(Zu bearbeitende Aufgaben):
1) Nenne die Stadt, in der die Revolutionären Sozialisten laut dem Interview über die ägyptische Revolution gegründet wurden.
2) Übersetze aus dem Interview über die ägyptische Revolution den Satz »Das Bewusstsein der Menschen ändert sich während einer revolutionären Periode dramatisch.« ins Englische.
3) Schreibe das Interview über die ägyptische Revolution im Anschluss an seinen letzten Satz weiter.

(Zitierter Textauszug):
**********
Vor zwölf Jahren gab die ägyptische Revolution Millionen von Menschen weltweit die Hoffnung, dass eine andere Welt möglich ist. Was mit dem Sturz des 30-jährigen Diktators Hosni Mubarak begann, endete 2013 mit einer Konterrevolution. Wir sprachen mit A.T., einem Mitglied der Revolutionären Sozialistischen Bewegung Ägyptens, über die Rolle der revolutionären Linken vor, während und nach der Revolution von 2011.
Die Revolutionären Sozialisten sind eine ägyptische Organisation, die Anfang der 1990er Jahre in Kairo gegründet wurde, in den 2000er Jahren an Streiks und Protesten beteiligt war, während der ägyptischen Revolution von 2011 schnell wuchs und seit dem Militärputsch von 2013 schwer von staatlichen Repressionen betroffen ist, aber trotz dieser weiterhin politisch aktiv ist.
Lehren aus der Revolution
marx21: Du bist Mitglied bei der Organisation der »Revolutionären Sozialisten«.Während der Revolution von 2011 traten Tausende bei euch ein. Warum konnten die Revolutionären Sozialisten (RS) in dieser Zeit so viele Menschen aus einer jüngeren Generation anziehen?
A.T.: Das sind die Auswirkungen der Revolution. Revolutionen tun das. Lenin sagte, dass in revolutionären Zeiten Veränderungen in Tagen geschehen, die in normalen Zeiten Jahre dauern: »Es gibt Jahrzehnte, in denen nichts geschieht, und es gibt Wochen, in denen Jahrzehnte geschehen.« Das Bewusstsein der Menschen ändert sich während einer revolutionären Periode dramatisch. Die Menschen beginnen nach Wegen zu suchen, wie sie radikale Veränderungen verwirklichen können. So schlossen sich Tausende der RS an.
Für uns war das natürlich fantastisch, aber es stellte uns vor zwei Probleme. Erstens wurde unsere Fähigkeit, neue Mitglieder in diesem Umfang aufzunehmen, auf eine harte Probe gestellt, und zweitens waren viele der neuen Mitglieder jung und politisch unerfahren und neigten dazu, idealistische und ultralinke Positionen zu vertreten. Dies brachte die RS in ein Dilemma.
**********
(Bereitgestellte Daten):

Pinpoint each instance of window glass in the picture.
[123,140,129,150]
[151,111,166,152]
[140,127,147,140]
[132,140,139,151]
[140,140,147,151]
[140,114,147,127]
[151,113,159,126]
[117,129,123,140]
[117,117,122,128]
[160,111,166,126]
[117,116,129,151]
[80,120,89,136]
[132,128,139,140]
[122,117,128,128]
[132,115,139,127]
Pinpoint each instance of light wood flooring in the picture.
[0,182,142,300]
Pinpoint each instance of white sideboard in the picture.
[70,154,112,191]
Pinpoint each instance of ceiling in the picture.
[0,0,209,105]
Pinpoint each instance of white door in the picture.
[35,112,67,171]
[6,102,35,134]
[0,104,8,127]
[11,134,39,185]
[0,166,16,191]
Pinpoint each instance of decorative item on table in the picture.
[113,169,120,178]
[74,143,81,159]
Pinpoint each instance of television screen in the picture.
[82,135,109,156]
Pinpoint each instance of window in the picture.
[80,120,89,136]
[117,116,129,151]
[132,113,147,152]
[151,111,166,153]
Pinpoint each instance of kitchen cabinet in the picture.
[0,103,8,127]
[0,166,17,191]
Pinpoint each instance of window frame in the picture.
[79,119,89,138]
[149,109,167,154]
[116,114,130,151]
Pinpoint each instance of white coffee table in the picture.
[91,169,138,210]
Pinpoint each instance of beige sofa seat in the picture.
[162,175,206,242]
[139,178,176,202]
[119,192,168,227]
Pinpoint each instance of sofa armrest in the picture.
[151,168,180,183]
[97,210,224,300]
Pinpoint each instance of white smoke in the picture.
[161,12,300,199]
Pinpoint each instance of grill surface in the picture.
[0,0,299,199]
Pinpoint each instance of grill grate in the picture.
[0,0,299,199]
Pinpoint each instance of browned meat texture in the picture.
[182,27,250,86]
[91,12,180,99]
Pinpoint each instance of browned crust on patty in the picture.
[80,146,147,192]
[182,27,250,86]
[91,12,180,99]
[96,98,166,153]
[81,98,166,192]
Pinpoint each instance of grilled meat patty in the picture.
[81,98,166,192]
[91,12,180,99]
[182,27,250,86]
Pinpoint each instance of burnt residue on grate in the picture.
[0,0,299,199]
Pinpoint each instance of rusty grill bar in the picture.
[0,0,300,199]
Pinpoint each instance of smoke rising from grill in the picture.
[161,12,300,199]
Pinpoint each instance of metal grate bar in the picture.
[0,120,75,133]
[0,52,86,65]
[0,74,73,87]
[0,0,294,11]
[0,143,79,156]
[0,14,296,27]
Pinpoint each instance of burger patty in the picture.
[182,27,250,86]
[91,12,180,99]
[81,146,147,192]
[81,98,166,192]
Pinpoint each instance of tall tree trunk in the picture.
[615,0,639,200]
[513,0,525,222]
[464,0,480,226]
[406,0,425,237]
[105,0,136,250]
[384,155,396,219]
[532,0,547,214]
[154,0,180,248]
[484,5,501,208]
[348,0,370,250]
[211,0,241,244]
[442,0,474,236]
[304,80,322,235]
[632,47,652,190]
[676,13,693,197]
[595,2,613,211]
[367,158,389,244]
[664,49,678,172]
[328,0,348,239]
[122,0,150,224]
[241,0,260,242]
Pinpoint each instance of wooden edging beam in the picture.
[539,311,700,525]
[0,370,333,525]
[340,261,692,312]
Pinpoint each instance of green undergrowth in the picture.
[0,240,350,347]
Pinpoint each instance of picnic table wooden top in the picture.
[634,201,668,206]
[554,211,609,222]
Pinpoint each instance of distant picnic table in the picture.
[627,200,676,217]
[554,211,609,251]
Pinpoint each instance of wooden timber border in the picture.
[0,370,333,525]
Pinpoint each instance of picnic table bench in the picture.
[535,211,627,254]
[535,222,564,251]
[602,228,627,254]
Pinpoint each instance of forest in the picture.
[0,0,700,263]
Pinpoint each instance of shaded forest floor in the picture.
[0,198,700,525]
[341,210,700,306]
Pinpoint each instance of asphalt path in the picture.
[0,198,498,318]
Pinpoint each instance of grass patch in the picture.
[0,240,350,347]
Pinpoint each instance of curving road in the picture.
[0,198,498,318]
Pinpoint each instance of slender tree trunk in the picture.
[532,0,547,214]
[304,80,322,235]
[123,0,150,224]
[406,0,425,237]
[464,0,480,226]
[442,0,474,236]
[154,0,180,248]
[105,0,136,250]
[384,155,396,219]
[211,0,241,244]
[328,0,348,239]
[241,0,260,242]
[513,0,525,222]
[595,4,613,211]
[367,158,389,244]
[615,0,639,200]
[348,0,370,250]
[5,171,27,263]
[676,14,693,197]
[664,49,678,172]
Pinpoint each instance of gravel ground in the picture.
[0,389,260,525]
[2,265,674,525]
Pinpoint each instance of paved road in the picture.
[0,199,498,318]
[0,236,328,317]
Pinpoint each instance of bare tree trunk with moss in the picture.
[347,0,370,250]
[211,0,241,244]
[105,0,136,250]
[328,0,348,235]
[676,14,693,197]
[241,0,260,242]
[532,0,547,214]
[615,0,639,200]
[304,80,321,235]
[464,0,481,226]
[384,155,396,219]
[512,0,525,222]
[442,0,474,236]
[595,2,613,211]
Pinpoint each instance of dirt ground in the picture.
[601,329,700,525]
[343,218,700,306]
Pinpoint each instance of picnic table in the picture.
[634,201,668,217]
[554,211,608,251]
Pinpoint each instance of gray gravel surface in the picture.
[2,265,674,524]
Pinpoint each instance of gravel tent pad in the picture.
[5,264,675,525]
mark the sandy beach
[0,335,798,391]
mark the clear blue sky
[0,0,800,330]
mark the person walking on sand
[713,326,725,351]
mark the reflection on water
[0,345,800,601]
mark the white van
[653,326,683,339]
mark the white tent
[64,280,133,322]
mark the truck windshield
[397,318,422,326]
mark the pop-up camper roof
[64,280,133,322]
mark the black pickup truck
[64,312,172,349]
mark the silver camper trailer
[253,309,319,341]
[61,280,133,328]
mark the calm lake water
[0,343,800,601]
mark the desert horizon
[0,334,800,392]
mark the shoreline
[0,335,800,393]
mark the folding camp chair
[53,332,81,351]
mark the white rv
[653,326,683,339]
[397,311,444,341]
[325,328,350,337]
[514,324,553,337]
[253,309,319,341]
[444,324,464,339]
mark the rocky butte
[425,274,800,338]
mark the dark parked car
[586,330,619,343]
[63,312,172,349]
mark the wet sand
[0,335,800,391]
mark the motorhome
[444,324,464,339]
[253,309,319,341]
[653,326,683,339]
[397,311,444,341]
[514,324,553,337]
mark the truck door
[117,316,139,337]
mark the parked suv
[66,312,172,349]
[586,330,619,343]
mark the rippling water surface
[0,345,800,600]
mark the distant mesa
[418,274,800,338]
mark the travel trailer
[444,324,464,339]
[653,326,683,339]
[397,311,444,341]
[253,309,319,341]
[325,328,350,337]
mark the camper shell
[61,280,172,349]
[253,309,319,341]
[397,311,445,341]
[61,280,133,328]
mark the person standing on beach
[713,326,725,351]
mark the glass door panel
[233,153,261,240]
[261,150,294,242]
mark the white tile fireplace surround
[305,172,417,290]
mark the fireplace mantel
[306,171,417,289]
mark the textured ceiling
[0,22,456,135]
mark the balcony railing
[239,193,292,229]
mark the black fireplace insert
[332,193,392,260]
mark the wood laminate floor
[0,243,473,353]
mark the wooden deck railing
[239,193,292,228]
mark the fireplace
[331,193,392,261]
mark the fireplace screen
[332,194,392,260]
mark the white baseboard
**********
(Lösungen folgen):
1) Kairo

2) People's consciousness changes dramatically during a revolutionary period.

3)
marx21: Könntest Du ein Beispiel dafür nennen, in welche Dilemmata ultralinke Positionen die Revolutionären Sozialisten konkret brachten?
A.T.: Eine ultralinke Position, der wir in unseren eigenen Reihen, vor allem von jungen Mitgliedern, entgegenwirken mussten, war zum Beispiel der Aufruf, jede Art von Wahlen zu boykottieren und nur Straßenpolitik (Demonstrationen und Besetzungen usw.) als wirklich revolutionär anzusehen. Das war Ausdruck der revolutionären Energie und des Idealismus der Jugend, aber es war politisch schädlich. In Ägypten gab es nach 2011 die ersten freien Parlamentswahlen, gefolgt von den ersten freien und fairen Präsidentschaftswahlen im Jahr 2012.
Millionen von Menschen gingen zur Wahl, zum ersten Mal mit dem Gefühl, dass ihre Stimme etwas bedeutet. Die Schlangen vor den Wahllokalen waren riesig. Gewöhnliche arme Menschen standen zehn bis zwölf Stunden lang in der Schlange. Dies wurde von der Jugend der Revolution als eine Art Verrat an der Revolution angesehen. Sie sagten: »Diese Leute sollten auf der Straße sein und nicht in der Schlange stehen, um zu wählen« – eine typische ultralinke Position und eine elitäre Position, weil sie das Bewusstsein der Menschen nicht sieht.
Die revolutionär-sozialistische Position hingegen ist, dass man die Menschen dort abholen muss, wo ihr Bewusstsein ist. Die Menschen müssen durch den Versuch, wählen zu gehen, lernen, dass dies nicht zu einer wirklichen Veränderung führen wird. Aber die Tatsache, dass sie wählen gehen, ist an sich schon ein positiver Faktor, und man sollte sie dabei begleiten, wenn ihr politisches Bewusstsein wächst. Die große Mehrheit der Menschen, die 2011 und 2012 zur Wahl gingen, hatte zuvor noch nie gewählt. Sie hätten nie gedacht, dass ihre Stimme etwas bewirken könnte.
Die meisten Leute, die sich während der Revolution den RS anschlossen, waren dafür, die ganze Zeit auf der Straße zu bleiben und sich nicht an irgendwelchen Wahlen zu beteiligen, und sie hielten unsere Positionen zu Wahlen für »rechts« oder »konservativ« und für Zugeständnisse an den Staat.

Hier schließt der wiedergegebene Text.